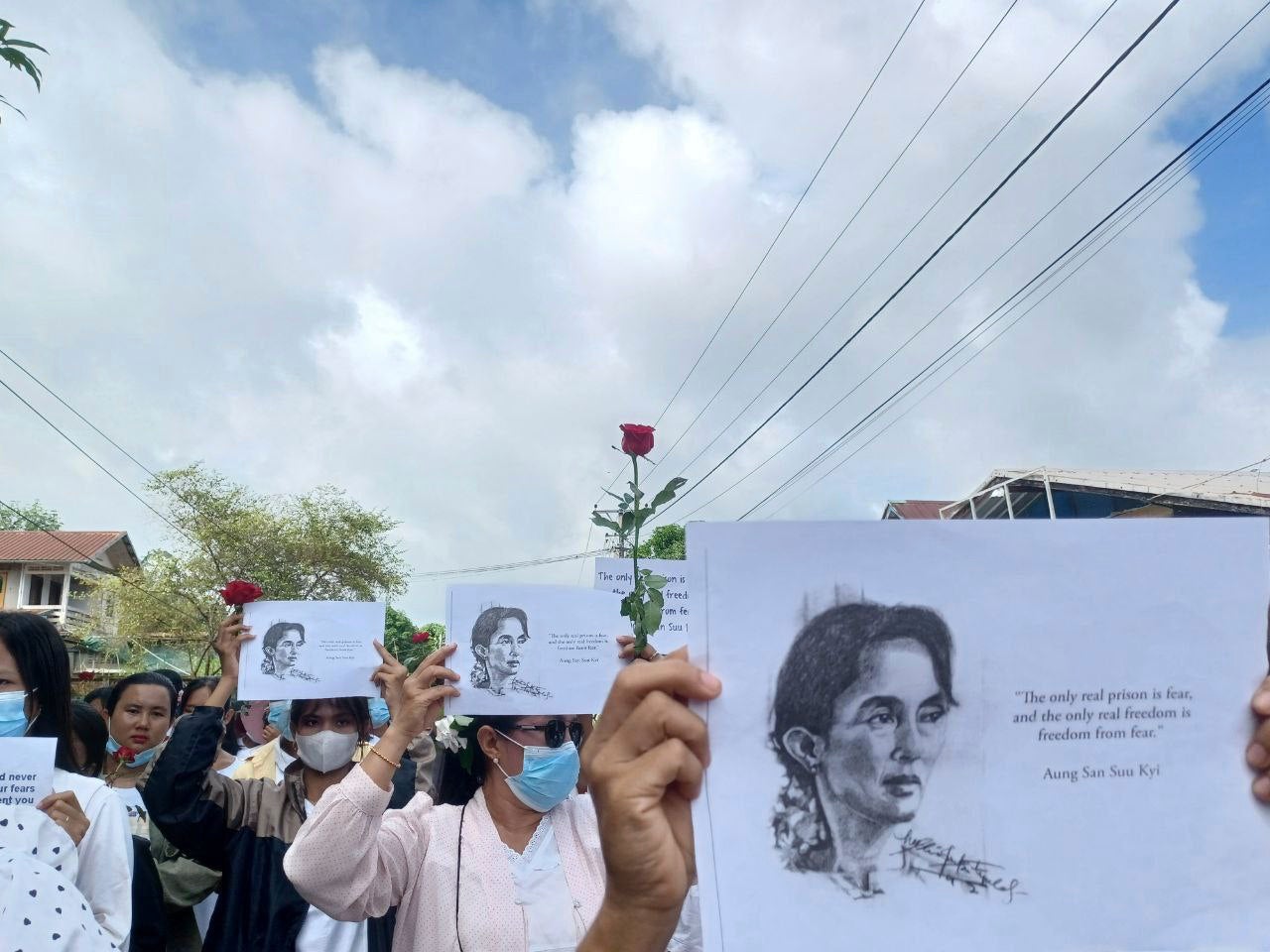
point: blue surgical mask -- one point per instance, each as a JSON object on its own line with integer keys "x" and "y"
{"x": 280, "y": 716}
{"x": 141, "y": 760}
{"x": 379, "y": 712}
{"x": 548, "y": 777}
{"x": 13, "y": 715}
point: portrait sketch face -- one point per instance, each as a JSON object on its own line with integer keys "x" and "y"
{"x": 499, "y": 643}
{"x": 281, "y": 649}
{"x": 858, "y": 721}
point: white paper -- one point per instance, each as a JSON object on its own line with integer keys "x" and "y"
{"x": 532, "y": 649}
{"x": 615, "y": 575}
{"x": 26, "y": 770}
{"x": 310, "y": 651}
{"x": 985, "y": 842}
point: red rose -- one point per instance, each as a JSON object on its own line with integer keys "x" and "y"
{"x": 636, "y": 439}
{"x": 238, "y": 593}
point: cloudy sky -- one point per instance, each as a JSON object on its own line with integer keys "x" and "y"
{"x": 435, "y": 253}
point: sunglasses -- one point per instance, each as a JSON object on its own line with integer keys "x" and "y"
{"x": 554, "y": 731}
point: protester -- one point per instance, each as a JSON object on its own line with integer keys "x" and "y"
{"x": 141, "y": 708}
{"x": 39, "y": 860}
{"x": 87, "y": 739}
{"x": 35, "y": 699}
{"x": 244, "y": 826}
{"x": 509, "y": 857}
{"x": 195, "y": 694}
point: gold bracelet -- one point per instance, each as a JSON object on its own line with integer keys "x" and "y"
{"x": 395, "y": 766}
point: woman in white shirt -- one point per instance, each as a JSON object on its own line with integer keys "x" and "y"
{"x": 35, "y": 701}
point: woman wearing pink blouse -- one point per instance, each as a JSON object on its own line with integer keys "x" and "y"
{"x": 508, "y": 858}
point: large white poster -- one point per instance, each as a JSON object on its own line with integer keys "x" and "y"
{"x": 983, "y": 735}
{"x": 532, "y": 649}
{"x": 310, "y": 651}
{"x": 616, "y": 574}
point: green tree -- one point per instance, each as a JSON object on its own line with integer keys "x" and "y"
{"x": 399, "y": 638}
{"x": 30, "y": 517}
{"x": 666, "y": 542}
{"x": 12, "y": 53}
{"x": 318, "y": 544}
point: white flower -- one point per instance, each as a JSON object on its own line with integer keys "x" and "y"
{"x": 447, "y": 729}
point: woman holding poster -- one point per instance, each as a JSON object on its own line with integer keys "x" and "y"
{"x": 508, "y": 858}
{"x": 36, "y": 701}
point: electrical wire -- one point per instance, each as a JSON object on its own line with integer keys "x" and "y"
{"x": 943, "y": 245}
{"x": 1141, "y": 206}
{"x": 913, "y": 227}
{"x": 851, "y": 221}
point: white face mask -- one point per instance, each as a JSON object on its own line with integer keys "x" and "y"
{"x": 326, "y": 751}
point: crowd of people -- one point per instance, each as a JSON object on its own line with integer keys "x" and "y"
{"x": 182, "y": 820}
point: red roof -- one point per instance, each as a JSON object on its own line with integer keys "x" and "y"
{"x": 24, "y": 546}
{"x": 917, "y": 508}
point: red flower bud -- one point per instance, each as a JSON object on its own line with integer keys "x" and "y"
{"x": 636, "y": 439}
{"x": 238, "y": 593}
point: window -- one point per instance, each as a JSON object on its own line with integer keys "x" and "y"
{"x": 45, "y": 588}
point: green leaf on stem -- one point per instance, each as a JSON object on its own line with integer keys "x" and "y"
{"x": 604, "y": 524}
{"x": 667, "y": 494}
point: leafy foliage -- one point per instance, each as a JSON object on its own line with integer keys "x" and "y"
{"x": 399, "y": 634}
{"x": 12, "y": 51}
{"x": 30, "y": 517}
{"x": 318, "y": 544}
{"x": 644, "y": 603}
{"x": 666, "y": 542}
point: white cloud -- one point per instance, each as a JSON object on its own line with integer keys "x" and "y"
{"x": 399, "y": 290}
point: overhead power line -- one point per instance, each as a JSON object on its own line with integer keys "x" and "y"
{"x": 507, "y": 566}
{"x": 846, "y": 227}
{"x": 1160, "y": 184}
{"x": 894, "y": 248}
{"x": 940, "y": 248}
{"x": 1001, "y": 257}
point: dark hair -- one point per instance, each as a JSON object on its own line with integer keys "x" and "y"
{"x": 458, "y": 783}
{"x": 483, "y": 633}
{"x": 825, "y": 660}
{"x": 176, "y": 678}
{"x": 358, "y": 707}
{"x": 273, "y": 636}
{"x": 45, "y": 666}
{"x": 151, "y": 678}
{"x": 89, "y": 729}
{"x": 98, "y": 694}
{"x": 198, "y": 684}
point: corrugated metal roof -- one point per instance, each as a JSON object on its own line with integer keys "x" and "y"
{"x": 915, "y": 508}
{"x": 24, "y": 546}
{"x": 1247, "y": 490}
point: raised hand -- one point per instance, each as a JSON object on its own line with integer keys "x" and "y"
{"x": 416, "y": 699}
{"x": 645, "y": 763}
{"x": 1259, "y": 751}
{"x": 64, "y": 810}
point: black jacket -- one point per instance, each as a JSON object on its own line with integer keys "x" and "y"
{"x": 243, "y": 829}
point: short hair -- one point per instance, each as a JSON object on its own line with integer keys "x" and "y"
{"x": 357, "y": 707}
{"x": 45, "y": 667}
{"x": 98, "y": 694}
{"x": 484, "y": 629}
{"x": 87, "y": 726}
{"x": 175, "y": 676}
{"x": 143, "y": 679}
{"x": 458, "y": 783}
{"x": 825, "y": 660}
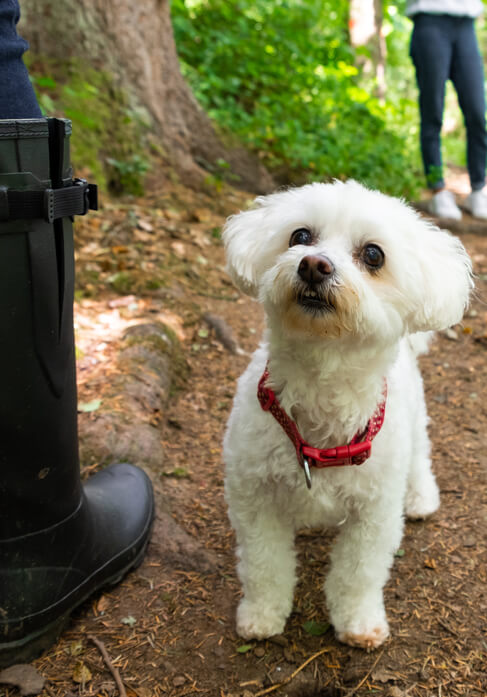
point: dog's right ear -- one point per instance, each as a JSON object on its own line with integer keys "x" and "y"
{"x": 244, "y": 236}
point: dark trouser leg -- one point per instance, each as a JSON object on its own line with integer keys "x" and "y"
{"x": 17, "y": 98}
{"x": 467, "y": 75}
{"x": 431, "y": 52}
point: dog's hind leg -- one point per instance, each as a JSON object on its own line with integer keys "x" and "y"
{"x": 422, "y": 496}
{"x": 267, "y": 572}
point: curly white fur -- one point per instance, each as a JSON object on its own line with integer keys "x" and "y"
{"x": 327, "y": 367}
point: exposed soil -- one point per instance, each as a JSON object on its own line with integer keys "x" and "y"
{"x": 169, "y": 627}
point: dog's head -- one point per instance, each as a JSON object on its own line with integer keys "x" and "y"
{"x": 337, "y": 260}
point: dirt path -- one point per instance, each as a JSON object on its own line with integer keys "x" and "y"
{"x": 169, "y": 628}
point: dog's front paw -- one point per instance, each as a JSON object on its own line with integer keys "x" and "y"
{"x": 257, "y": 622}
{"x": 367, "y": 639}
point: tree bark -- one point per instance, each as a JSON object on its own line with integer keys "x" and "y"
{"x": 365, "y": 26}
{"x": 134, "y": 41}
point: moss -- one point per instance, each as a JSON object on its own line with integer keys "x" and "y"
{"x": 109, "y": 134}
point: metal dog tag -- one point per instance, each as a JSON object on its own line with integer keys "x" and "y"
{"x": 307, "y": 473}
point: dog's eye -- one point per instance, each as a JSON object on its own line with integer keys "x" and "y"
{"x": 373, "y": 256}
{"x": 301, "y": 236}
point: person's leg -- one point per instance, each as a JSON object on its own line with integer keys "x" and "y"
{"x": 59, "y": 541}
{"x": 431, "y": 53}
{"x": 467, "y": 74}
{"x": 17, "y": 97}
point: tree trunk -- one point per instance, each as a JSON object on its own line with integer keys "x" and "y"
{"x": 365, "y": 25}
{"x": 134, "y": 41}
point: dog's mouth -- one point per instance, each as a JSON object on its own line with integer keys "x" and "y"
{"x": 314, "y": 300}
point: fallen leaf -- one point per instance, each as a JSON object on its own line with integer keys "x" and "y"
{"x": 384, "y": 676}
{"x": 23, "y": 676}
{"x": 244, "y": 648}
{"x": 316, "y": 628}
{"x": 81, "y": 674}
{"x": 75, "y": 648}
{"x": 86, "y": 407}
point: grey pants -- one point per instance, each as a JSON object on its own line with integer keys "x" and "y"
{"x": 445, "y": 47}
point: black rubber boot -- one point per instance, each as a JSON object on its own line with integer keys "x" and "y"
{"x": 59, "y": 541}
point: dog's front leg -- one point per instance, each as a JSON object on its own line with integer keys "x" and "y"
{"x": 266, "y": 569}
{"x": 360, "y": 563}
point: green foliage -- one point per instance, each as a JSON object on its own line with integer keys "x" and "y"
{"x": 108, "y": 134}
{"x": 281, "y": 75}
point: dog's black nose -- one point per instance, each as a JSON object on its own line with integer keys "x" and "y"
{"x": 315, "y": 268}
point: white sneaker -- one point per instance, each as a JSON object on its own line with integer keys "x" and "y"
{"x": 476, "y": 204}
{"x": 443, "y": 205}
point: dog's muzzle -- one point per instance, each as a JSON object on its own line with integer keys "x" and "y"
{"x": 315, "y": 273}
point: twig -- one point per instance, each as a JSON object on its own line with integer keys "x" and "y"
{"x": 109, "y": 664}
{"x": 366, "y": 676}
{"x": 293, "y": 675}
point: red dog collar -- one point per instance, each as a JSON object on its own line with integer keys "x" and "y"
{"x": 355, "y": 453}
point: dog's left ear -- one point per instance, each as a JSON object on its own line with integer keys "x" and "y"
{"x": 444, "y": 282}
{"x": 246, "y": 252}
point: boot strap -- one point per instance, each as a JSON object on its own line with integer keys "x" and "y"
{"x": 77, "y": 198}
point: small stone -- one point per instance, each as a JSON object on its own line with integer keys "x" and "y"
{"x": 279, "y": 639}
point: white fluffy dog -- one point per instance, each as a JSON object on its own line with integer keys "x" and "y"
{"x": 346, "y": 276}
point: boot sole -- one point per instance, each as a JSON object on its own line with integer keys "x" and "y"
{"x": 30, "y": 647}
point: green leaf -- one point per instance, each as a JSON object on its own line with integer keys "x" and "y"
{"x": 316, "y": 628}
{"x": 90, "y": 406}
{"x": 244, "y": 648}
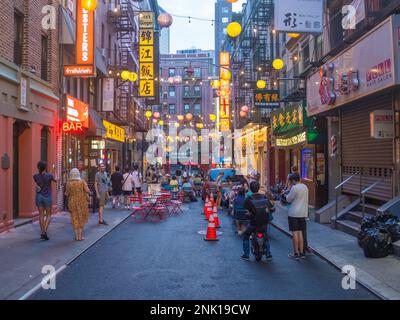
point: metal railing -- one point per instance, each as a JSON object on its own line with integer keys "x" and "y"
{"x": 337, "y": 188}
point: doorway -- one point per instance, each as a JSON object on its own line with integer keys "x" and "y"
{"x": 18, "y": 129}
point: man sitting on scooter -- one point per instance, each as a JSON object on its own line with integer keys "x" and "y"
{"x": 259, "y": 208}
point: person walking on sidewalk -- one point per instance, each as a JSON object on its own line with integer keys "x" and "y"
{"x": 298, "y": 211}
{"x": 102, "y": 186}
{"x": 44, "y": 200}
{"x": 116, "y": 181}
{"x": 77, "y": 192}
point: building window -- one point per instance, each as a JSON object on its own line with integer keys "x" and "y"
{"x": 18, "y": 37}
{"x": 197, "y": 109}
{"x": 44, "y": 58}
{"x": 197, "y": 91}
{"x": 44, "y": 140}
{"x": 186, "y": 108}
{"x": 186, "y": 91}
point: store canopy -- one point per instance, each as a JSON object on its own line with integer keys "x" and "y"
{"x": 96, "y": 126}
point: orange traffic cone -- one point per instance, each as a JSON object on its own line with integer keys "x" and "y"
{"x": 215, "y": 214}
{"x": 211, "y": 232}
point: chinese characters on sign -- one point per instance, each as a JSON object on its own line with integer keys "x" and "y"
{"x": 299, "y": 16}
{"x": 224, "y": 92}
{"x": 146, "y": 55}
{"x": 266, "y": 99}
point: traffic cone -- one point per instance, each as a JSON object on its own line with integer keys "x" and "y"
{"x": 215, "y": 214}
{"x": 211, "y": 232}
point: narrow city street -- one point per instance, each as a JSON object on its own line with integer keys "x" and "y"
{"x": 170, "y": 260}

* [Exercise] Find the line with "point: orange traffic" in the listing. Reproduce it and all the lines after it, exactly, through the last line.

* [Reply]
point: orange traffic cone -- one point per instance, each as a JSON object on its own line with integer keys "x" and "y"
{"x": 215, "y": 214}
{"x": 211, "y": 232}
point: chinese characters on sign -- one point per instance, each as a JSON object on its own line with integer keys "x" and "y"
{"x": 299, "y": 16}
{"x": 224, "y": 92}
{"x": 146, "y": 55}
{"x": 266, "y": 99}
point: traffic cone -- one point per instance, each as a JSON object on its own line with integer keys "x" and "y"
{"x": 215, "y": 214}
{"x": 211, "y": 232}
point: narrow city street -- one point per instance, each as a JSON object on its own line with integer keys "x" and "y"
{"x": 170, "y": 260}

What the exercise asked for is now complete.